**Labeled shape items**
● ● ● ● ●

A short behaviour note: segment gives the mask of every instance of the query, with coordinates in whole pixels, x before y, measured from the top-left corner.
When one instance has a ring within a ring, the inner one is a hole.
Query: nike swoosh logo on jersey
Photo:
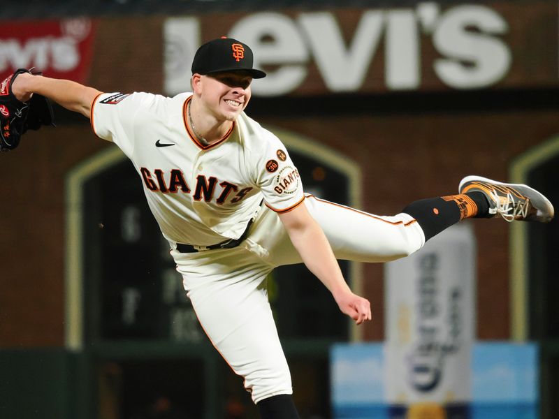
[[[167,144],[166,142],[161,142],[161,140],[157,140],[155,142],[155,147],[169,147],[170,145],[175,145],[174,144]]]

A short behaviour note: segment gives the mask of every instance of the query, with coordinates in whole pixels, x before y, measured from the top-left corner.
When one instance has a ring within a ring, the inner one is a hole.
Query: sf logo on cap
[[[238,61],[245,58],[245,48],[240,44],[231,44],[233,57]]]

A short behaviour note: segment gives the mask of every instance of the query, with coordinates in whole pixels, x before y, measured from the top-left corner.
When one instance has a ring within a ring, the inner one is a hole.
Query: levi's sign
[[[178,20],[169,20],[175,25]],[[201,29],[205,23],[202,18],[187,21]],[[262,12],[229,24],[228,36],[249,45],[254,66],[268,73],[253,83],[253,92],[259,96],[325,89],[479,89],[506,77],[512,61],[505,41],[507,20],[483,5],[442,10],[427,2],[410,8]],[[183,33],[199,38],[201,31],[190,28]],[[189,41],[191,47],[192,38]]]

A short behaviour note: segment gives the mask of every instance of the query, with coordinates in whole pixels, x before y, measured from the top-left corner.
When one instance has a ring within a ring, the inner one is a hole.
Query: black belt
[[[177,250],[180,253],[194,253],[206,250],[214,250],[215,249],[232,249],[233,247],[237,247],[237,246],[240,244],[241,242],[247,238],[247,236],[249,235],[249,228],[250,228],[252,223],[254,222],[255,218],[256,217],[253,217],[250,219],[248,224],[247,224],[247,228],[245,229],[245,231],[238,239],[229,239],[228,240],[225,240],[225,242],[222,242],[217,244],[211,244],[210,246],[193,246],[192,244],[177,243]]]

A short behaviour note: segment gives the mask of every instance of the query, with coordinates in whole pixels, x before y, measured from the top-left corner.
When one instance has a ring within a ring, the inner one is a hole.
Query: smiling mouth
[[[228,105],[231,105],[233,108],[239,108],[242,105],[242,103],[241,103],[240,102],[237,102],[236,101],[232,101],[231,99],[227,99],[226,101],[225,101],[225,103]]]

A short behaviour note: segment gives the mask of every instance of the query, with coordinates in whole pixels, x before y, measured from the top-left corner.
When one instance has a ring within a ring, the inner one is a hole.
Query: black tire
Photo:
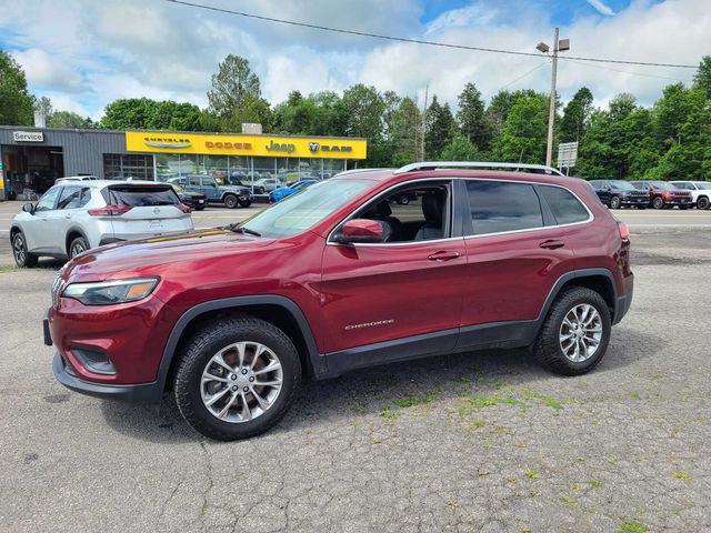
[[[563,319],[577,305],[587,303],[600,314],[602,338],[595,351],[582,362],[568,359],[561,349],[560,332]],[[604,299],[591,289],[573,286],[562,292],[551,309],[533,343],[533,356],[543,368],[563,375],[580,375],[594,369],[604,355],[610,342],[610,309]]]
[[[226,194],[224,199],[223,199],[223,202],[224,202],[224,207],[227,209],[234,209],[234,208],[237,208],[237,205],[239,203],[239,201],[238,201],[238,199],[237,199],[237,197],[234,194]]]
[[[202,372],[211,358],[236,342],[259,342],[269,348],[282,366],[282,388],[274,403],[246,422],[227,422],[206,408],[200,392]],[[287,334],[263,320],[223,316],[211,320],[180,351],[174,379],[176,403],[186,421],[199,433],[218,441],[256,436],[276,425],[293,403],[301,386],[299,353]]]
[[[83,237],[78,237],[69,243],[69,259],[74,259],[80,253],[89,250],[89,243]]]
[[[21,269],[37,266],[37,255],[27,251],[27,241],[21,231],[12,235],[12,257],[14,258],[14,264]]]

● ● ● ● ●

**Aim of the task**
Format every line of the items above as a Markdown table with the columns "No." and "Text", numbering the rows and skipping blank lines. Leave the pictures out of the table.

**The reply**
| No. | Text |
|---|---|
| 1 | A short behaviour note: segment gives the mask of every instance of the query, with coordinates in whole pixels, x before y, measured from the top-left corner. |
| 2 | When one instance has a ring within a ring, the inner one is a hole. |
| 3 | Query: nike swoosh logo on jersey |
| 4 | Photo: |
| 5 | [[[167,144],[166,142],[161,142],[161,140],[157,140],[155,142],[155,147],[169,147],[170,145],[175,145],[174,144]]] |
| 6 | A short behaviour note: segment gives the mask of every instance of the query, with coordinates in whole pixels, x before y, measured from the top-left corner. |
| 7 | When one instance has a ring within a ring, the inner one is a hole. |
| 8 | Query: sf logo on cap |
| 9 | [[[238,61],[245,58],[245,48],[240,44],[231,44],[233,57]]] |
| 10 | A short behaviour note: segment gives the mask of every instance of the query, with coordinates in whole pixels, x before y, measured from the top-left corner. |
| 11 | When one instance has a ring within a ring, the inner one is a hole. |
| 12 | Query: levi's sign |
| 13 | [[[178,20],[169,20],[175,25]],[[201,29],[205,23],[202,18],[187,21]],[[262,12],[229,24],[228,36],[249,45],[254,66],[268,73],[253,83],[253,92],[259,96],[325,89],[479,89],[506,77],[512,61],[505,41],[507,20],[483,5],[442,10],[427,2],[410,8]],[[183,33],[199,38],[201,31],[190,28]],[[189,41],[191,47],[192,38]]] |
| 14 | A short behaviour note: segment gives the mask of every instance of the query, with coordinates in whole pixels, x before y, measured from the top-left corner. |
| 15 | When one instance has a ring within a ring, the inner one is a hole. |
| 16 | Query: black belt |
| 17 | [[[177,250],[180,253],[194,253],[206,250],[214,250],[215,249],[232,249],[233,247],[237,247],[237,246],[240,244],[241,242],[247,238],[247,236],[249,235],[249,228],[250,228],[252,223],[254,222],[255,218],[256,217],[253,217],[250,219],[248,224],[247,224],[247,228],[245,229],[245,231],[238,239],[229,239],[228,240],[225,240],[225,242],[222,242],[217,244],[211,244],[210,246],[193,246],[192,244],[177,243]]] |
| 18 | A short behaviour note: segment gives the mask of every instance of the query, with coordinates in whole pixels, x before y, measured from the top-left corner. |
| 19 | When one instance has a ring within a ring, the inner one is a hole. |
| 20 | Query: smiling mouth |
| 21 | [[[228,105],[231,105],[233,108],[239,108],[242,105],[242,103],[241,103],[240,102],[237,102],[236,101],[232,101],[231,99],[227,99],[226,101],[225,101],[225,103]]] |
| 22 | A short behaviour note: segment gives the mask of every instance of the query, with coordinates in whole pixels, x before y, measured from the top-left corner. |
| 23 | When one instance has a ring within a ring, the inner one is a hole. |
| 24 | Query: black tire |
| 25 | Photo: |
| 26 | [[[563,319],[577,305],[587,303],[600,314],[602,338],[595,351],[582,362],[568,359],[561,349],[560,332]],[[604,299],[591,289],[573,286],[562,292],[551,309],[533,343],[533,356],[543,368],[563,375],[580,375],[594,369],[604,355],[610,342],[610,309]]] |
| 27 | [[[226,194],[224,199],[223,199],[223,202],[224,202],[224,207],[227,209],[234,209],[234,208],[237,208],[237,205],[239,203],[239,201],[238,201],[238,199],[237,199],[237,197],[234,194]]] |
| 28 | [[[202,372],[211,358],[236,342],[259,342],[269,348],[282,366],[282,388],[274,403],[246,422],[227,422],[206,408],[200,392]],[[287,334],[263,320],[223,316],[211,320],[180,351],[174,379],[176,403],[186,421],[199,433],[218,441],[256,436],[276,425],[293,403],[301,386],[299,353]]] |
| 29 | [[[83,237],[78,237],[69,243],[69,259],[74,259],[80,253],[89,250],[89,243]]] |
| 30 | [[[21,269],[37,266],[37,255],[27,251],[27,241],[21,231],[12,235],[12,257],[14,258],[14,264]]] |